How many lines in the records below contain the word "reflection"? Reply with the number alone.

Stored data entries
* * * * * * * * *
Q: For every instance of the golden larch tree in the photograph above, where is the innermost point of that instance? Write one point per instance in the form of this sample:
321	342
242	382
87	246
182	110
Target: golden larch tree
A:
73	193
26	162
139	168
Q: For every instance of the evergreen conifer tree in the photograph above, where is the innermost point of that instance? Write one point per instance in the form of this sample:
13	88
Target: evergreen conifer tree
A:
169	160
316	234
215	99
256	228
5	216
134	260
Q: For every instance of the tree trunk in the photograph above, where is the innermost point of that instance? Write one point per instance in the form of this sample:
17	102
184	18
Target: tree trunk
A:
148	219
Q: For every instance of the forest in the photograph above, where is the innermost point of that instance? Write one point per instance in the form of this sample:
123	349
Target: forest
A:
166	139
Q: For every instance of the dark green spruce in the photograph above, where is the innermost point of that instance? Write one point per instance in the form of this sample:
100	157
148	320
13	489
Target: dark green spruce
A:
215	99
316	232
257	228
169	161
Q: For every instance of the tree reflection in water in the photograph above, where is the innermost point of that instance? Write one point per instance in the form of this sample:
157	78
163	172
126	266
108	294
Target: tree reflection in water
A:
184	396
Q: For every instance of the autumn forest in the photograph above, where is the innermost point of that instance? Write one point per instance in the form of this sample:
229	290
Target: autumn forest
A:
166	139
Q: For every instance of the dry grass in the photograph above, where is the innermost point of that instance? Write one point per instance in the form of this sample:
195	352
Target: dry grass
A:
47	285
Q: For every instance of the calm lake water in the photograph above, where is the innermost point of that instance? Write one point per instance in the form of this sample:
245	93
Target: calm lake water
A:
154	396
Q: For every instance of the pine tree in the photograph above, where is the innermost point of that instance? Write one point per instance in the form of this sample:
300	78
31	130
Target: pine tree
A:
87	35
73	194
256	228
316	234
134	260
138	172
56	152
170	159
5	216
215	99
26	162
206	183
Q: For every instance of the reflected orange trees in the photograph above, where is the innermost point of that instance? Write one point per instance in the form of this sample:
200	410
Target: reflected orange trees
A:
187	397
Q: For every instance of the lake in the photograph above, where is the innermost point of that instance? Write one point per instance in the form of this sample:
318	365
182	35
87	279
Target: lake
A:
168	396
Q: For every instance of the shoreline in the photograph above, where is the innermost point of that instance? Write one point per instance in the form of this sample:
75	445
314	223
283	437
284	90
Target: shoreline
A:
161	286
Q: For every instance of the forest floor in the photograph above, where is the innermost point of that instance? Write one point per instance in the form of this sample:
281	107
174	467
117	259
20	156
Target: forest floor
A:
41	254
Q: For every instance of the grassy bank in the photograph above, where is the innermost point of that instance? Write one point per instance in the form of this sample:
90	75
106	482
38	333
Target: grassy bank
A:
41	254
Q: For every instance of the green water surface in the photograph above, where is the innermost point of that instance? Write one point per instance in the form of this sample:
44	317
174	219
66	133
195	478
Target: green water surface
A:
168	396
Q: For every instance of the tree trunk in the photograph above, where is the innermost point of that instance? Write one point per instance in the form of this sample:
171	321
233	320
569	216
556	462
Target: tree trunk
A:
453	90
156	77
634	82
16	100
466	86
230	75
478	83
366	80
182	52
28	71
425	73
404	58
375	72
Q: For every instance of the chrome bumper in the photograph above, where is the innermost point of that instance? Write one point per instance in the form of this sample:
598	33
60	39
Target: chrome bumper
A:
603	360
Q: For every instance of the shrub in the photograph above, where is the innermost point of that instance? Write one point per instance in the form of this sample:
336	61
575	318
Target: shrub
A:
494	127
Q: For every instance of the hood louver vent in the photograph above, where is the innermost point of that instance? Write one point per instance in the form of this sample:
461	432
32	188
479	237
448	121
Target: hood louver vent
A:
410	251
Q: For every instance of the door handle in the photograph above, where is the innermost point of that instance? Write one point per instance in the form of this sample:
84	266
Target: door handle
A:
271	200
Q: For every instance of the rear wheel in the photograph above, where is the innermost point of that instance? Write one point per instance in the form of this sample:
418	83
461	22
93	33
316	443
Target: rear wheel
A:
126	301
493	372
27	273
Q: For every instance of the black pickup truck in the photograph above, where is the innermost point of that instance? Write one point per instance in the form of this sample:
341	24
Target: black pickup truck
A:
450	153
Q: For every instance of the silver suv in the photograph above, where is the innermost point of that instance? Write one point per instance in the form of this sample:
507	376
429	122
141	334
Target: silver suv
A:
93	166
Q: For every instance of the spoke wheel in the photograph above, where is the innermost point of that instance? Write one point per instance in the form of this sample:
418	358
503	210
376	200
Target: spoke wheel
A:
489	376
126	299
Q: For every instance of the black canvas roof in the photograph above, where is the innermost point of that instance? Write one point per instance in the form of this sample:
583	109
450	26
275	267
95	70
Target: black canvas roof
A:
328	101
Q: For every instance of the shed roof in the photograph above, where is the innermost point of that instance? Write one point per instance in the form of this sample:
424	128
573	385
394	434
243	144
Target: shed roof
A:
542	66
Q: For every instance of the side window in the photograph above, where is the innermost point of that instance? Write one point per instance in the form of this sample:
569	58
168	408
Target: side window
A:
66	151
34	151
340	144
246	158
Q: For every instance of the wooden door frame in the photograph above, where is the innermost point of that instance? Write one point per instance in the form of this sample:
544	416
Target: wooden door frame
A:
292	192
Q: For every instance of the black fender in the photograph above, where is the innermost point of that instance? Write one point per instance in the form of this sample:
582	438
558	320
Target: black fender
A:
* * * * * * * * *
■ EXERCISE ANSWER:
2